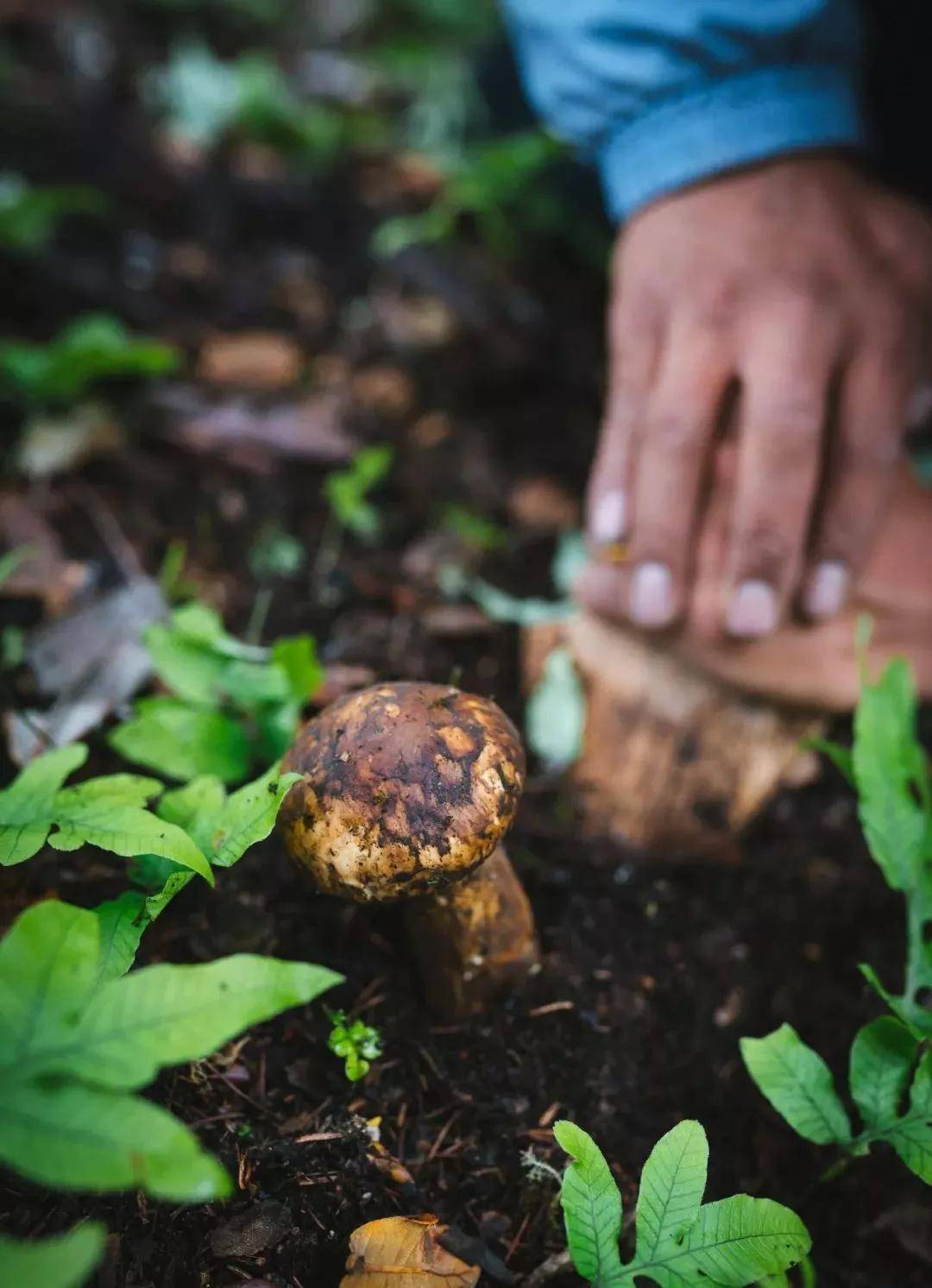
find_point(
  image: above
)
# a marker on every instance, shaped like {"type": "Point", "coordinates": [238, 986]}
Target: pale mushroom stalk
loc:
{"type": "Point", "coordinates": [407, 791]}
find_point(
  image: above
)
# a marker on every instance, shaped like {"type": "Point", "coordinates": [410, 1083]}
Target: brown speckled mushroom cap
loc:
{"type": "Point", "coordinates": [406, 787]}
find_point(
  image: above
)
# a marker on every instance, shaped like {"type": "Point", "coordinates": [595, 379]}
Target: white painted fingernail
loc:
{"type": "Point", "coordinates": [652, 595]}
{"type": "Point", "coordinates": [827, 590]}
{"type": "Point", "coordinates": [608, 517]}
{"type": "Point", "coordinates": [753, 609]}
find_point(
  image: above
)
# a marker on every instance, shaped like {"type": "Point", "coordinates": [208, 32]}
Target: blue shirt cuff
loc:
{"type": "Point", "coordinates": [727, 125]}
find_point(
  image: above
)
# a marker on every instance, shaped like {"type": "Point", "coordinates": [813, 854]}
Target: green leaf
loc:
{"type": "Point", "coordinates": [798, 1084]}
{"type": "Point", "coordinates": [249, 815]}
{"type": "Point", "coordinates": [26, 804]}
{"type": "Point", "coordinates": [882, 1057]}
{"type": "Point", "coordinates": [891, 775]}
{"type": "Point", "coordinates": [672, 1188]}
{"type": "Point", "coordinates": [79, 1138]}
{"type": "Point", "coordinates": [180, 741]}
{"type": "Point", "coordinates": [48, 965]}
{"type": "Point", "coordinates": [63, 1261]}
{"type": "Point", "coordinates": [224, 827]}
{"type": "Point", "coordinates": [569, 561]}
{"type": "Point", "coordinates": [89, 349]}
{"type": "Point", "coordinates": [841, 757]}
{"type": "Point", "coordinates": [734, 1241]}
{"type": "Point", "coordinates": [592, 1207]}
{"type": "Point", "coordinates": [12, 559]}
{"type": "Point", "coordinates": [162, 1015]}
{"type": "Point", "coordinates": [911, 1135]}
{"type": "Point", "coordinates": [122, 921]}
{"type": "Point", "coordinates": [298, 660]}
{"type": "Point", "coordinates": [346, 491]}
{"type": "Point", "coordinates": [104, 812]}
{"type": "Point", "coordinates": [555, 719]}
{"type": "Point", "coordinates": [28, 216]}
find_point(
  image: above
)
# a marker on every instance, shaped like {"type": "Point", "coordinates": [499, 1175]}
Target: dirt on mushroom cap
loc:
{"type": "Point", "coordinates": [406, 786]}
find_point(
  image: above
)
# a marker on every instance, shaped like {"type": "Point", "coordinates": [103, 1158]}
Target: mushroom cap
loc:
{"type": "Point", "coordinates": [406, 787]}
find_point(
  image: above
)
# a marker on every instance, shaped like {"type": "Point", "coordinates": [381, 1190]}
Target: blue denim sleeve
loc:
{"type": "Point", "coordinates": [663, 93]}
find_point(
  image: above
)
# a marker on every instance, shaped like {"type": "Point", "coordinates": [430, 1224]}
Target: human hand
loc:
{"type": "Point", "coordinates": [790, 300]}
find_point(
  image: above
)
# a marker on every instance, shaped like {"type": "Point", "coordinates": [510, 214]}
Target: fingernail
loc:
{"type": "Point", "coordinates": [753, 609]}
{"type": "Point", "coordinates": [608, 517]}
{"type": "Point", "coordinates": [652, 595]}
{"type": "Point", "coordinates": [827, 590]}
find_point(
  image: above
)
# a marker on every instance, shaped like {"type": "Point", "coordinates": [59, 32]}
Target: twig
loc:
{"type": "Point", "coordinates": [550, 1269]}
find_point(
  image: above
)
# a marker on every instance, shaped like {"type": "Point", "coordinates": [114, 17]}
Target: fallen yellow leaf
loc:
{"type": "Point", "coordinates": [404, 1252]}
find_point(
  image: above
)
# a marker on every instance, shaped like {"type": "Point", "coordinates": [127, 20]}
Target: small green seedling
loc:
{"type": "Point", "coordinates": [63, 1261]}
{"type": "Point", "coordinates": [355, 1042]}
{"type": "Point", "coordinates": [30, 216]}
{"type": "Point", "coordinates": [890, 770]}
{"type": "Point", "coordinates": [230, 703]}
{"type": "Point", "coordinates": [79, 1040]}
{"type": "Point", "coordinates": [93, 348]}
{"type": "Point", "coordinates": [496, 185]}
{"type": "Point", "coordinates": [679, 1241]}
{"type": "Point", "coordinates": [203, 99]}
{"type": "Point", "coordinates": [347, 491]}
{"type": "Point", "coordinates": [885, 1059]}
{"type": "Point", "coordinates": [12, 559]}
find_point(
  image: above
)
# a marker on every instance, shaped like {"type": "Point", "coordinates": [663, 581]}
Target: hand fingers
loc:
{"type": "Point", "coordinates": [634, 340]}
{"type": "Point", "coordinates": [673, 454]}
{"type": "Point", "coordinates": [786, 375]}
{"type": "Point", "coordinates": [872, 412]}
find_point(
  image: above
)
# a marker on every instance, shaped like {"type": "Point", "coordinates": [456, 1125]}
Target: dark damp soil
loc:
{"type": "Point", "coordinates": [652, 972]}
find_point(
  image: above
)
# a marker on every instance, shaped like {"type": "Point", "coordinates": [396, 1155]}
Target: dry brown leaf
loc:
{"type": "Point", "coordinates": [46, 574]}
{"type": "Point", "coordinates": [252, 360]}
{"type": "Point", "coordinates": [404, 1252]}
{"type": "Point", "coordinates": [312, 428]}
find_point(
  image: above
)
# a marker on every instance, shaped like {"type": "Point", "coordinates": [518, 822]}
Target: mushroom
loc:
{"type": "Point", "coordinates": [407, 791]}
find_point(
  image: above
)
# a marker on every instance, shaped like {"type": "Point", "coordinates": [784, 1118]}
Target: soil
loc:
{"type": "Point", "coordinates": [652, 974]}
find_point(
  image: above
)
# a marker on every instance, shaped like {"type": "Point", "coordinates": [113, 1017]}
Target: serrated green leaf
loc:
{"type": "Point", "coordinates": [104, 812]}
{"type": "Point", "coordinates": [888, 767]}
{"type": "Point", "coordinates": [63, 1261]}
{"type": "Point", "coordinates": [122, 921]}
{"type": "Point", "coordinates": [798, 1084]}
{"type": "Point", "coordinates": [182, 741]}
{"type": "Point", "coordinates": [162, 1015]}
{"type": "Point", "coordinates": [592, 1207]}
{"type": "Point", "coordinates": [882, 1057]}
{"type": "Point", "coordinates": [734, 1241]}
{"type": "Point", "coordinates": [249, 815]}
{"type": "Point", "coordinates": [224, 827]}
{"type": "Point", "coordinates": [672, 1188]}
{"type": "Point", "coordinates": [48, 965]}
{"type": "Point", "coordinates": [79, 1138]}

━━━━━━━━

Except for the pictures, copy the material above exactly.

Result of the exercise
find_point(
  image: above
)
# a marker on every instance, shaped like {"type": "Point", "coordinates": [238, 986]}
Target: pale mushroom stalk
loc:
{"type": "Point", "coordinates": [407, 791]}
find_point(
  image: above
)
# a marker on every instance, shaped like {"type": "Point", "coordinates": [410, 1083]}
Target: brown speckled mushroom cap
loc:
{"type": "Point", "coordinates": [406, 787]}
find_point(
  image: above
)
# a marker on every instance, shaped like {"type": "Point", "coordinates": [595, 379]}
Target: white painted fingernail
loc:
{"type": "Point", "coordinates": [652, 595]}
{"type": "Point", "coordinates": [827, 590]}
{"type": "Point", "coordinates": [608, 517]}
{"type": "Point", "coordinates": [753, 609]}
find_point(
  image: above
)
# a marker on every instance, shaped like {"type": "Point", "coordinates": [208, 32]}
Target: blue shirt cuff
loc:
{"type": "Point", "coordinates": [727, 125]}
find_point(
  image: above
)
# a marker on every instance, shaped like {"type": "Point", "coordinates": [813, 854]}
Target: green leaf
loc:
{"type": "Point", "coordinates": [798, 1084]}
{"type": "Point", "coordinates": [249, 815]}
{"type": "Point", "coordinates": [26, 804]}
{"type": "Point", "coordinates": [882, 1057]}
{"type": "Point", "coordinates": [891, 775]}
{"type": "Point", "coordinates": [672, 1188]}
{"type": "Point", "coordinates": [79, 1138]}
{"type": "Point", "coordinates": [180, 741]}
{"type": "Point", "coordinates": [48, 965]}
{"type": "Point", "coordinates": [63, 1261]}
{"type": "Point", "coordinates": [224, 827]}
{"type": "Point", "coordinates": [569, 561]}
{"type": "Point", "coordinates": [89, 349]}
{"type": "Point", "coordinates": [841, 757]}
{"type": "Point", "coordinates": [734, 1241]}
{"type": "Point", "coordinates": [592, 1207]}
{"type": "Point", "coordinates": [12, 559]}
{"type": "Point", "coordinates": [162, 1015]}
{"type": "Point", "coordinates": [911, 1135]}
{"type": "Point", "coordinates": [122, 921]}
{"type": "Point", "coordinates": [298, 660]}
{"type": "Point", "coordinates": [346, 491]}
{"type": "Point", "coordinates": [104, 812]}
{"type": "Point", "coordinates": [555, 719]}
{"type": "Point", "coordinates": [28, 216]}
find_point(
  image: above
)
# a marker on every instance, shaped like {"type": "Point", "coordinates": [499, 1175]}
Target: dirt on mushroom cap
loc:
{"type": "Point", "coordinates": [406, 786]}
find_point(
  image: above
)
# a marker on every instance, shaped like {"type": "Point", "coordinates": [103, 1158]}
Target: mushroom cap
loc:
{"type": "Point", "coordinates": [406, 787]}
find_point(
  image: above
)
# a marker on every instance, shaped like {"type": "Point", "coordinates": [381, 1190]}
Target: blue denim sleeve
loc:
{"type": "Point", "coordinates": [663, 93]}
find_point(
  image: above
)
# a marker on every instance, shaped like {"type": "Point", "coordinates": [430, 1224]}
Target: human hand
loc:
{"type": "Point", "coordinates": [790, 300]}
find_point(
  image: above
)
# a marker on every instance, shaped like {"type": "Point", "coordinates": [510, 214]}
Target: fingernail
loc:
{"type": "Point", "coordinates": [753, 609]}
{"type": "Point", "coordinates": [608, 517]}
{"type": "Point", "coordinates": [652, 595]}
{"type": "Point", "coordinates": [827, 590]}
find_point(
  image: above
)
# a marker on every instance, shaped like {"type": "Point", "coordinates": [59, 32]}
Target: twig
loc:
{"type": "Point", "coordinates": [550, 1269]}
find_point(
  image: above
)
# a marker on every instance, shaped like {"type": "Point", "coordinates": [114, 17]}
Target: fallen yellow leaf
loc:
{"type": "Point", "coordinates": [404, 1252]}
find_point(
  image: above
)
# a marker on every instance, shaped like {"type": "Point", "coordinates": [127, 20]}
Target: small green seedling
loc:
{"type": "Point", "coordinates": [63, 1261]}
{"type": "Point", "coordinates": [355, 1042]}
{"type": "Point", "coordinates": [30, 216]}
{"type": "Point", "coordinates": [890, 770]}
{"type": "Point", "coordinates": [230, 703]}
{"type": "Point", "coordinates": [79, 1040]}
{"type": "Point", "coordinates": [93, 348]}
{"type": "Point", "coordinates": [496, 185]}
{"type": "Point", "coordinates": [679, 1241]}
{"type": "Point", "coordinates": [203, 99]}
{"type": "Point", "coordinates": [347, 491]}
{"type": "Point", "coordinates": [885, 1059]}
{"type": "Point", "coordinates": [12, 559]}
find_point(
  image: above
)
# a marker on every instance, shaped like {"type": "Point", "coordinates": [663, 581]}
Target: hand fingers
loc:
{"type": "Point", "coordinates": [634, 340]}
{"type": "Point", "coordinates": [673, 454]}
{"type": "Point", "coordinates": [786, 375]}
{"type": "Point", "coordinates": [872, 412]}
find_point(
  image: above
)
# a marker on every instance, shaped like {"type": "Point", "coordinates": [456, 1125]}
Target: dark damp soil
loc:
{"type": "Point", "coordinates": [652, 972]}
find_point(
  image: above
)
# a marker on every instance, shaped like {"type": "Point", "coordinates": [396, 1155]}
Target: dry brown leaf
loc:
{"type": "Point", "coordinates": [46, 574]}
{"type": "Point", "coordinates": [252, 360]}
{"type": "Point", "coordinates": [404, 1252]}
{"type": "Point", "coordinates": [312, 428]}
find_point(
  image: above
)
# a marker on every instance, shaped like {"type": "Point", "coordinates": [518, 822]}
Target: mushroom
loc:
{"type": "Point", "coordinates": [407, 791]}
find_point(
  image: above
)
# a marker on every instance, shaped like {"type": "Point", "coordinates": [784, 1118]}
Target: soil
loc:
{"type": "Point", "coordinates": [652, 974]}
find_point(
  image: above
)
# a marker on every instance, shaped like {"type": "Point", "coordinates": [113, 1017]}
Target: serrated green leaf
loc:
{"type": "Point", "coordinates": [104, 812]}
{"type": "Point", "coordinates": [888, 767]}
{"type": "Point", "coordinates": [63, 1261]}
{"type": "Point", "coordinates": [122, 921]}
{"type": "Point", "coordinates": [798, 1084]}
{"type": "Point", "coordinates": [182, 741]}
{"type": "Point", "coordinates": [162, 1015]}
{"type": "Point", "coordinates": [592, 1207]}
{"type": "Point", "coordinates": [882, 1057]}
{"type": "Point", "coordinates": [734, 1241]}
{"type": "Point", "coordinates": [249, 815]}
{"type": "Point", "coordinates": [224, 827]}
{"type": "Point", "coordinates": [672, 1188]}
{"type": "Point", "coordinates": [48, 965]}
{"type": "Point", "coordinates": [79, 1138]}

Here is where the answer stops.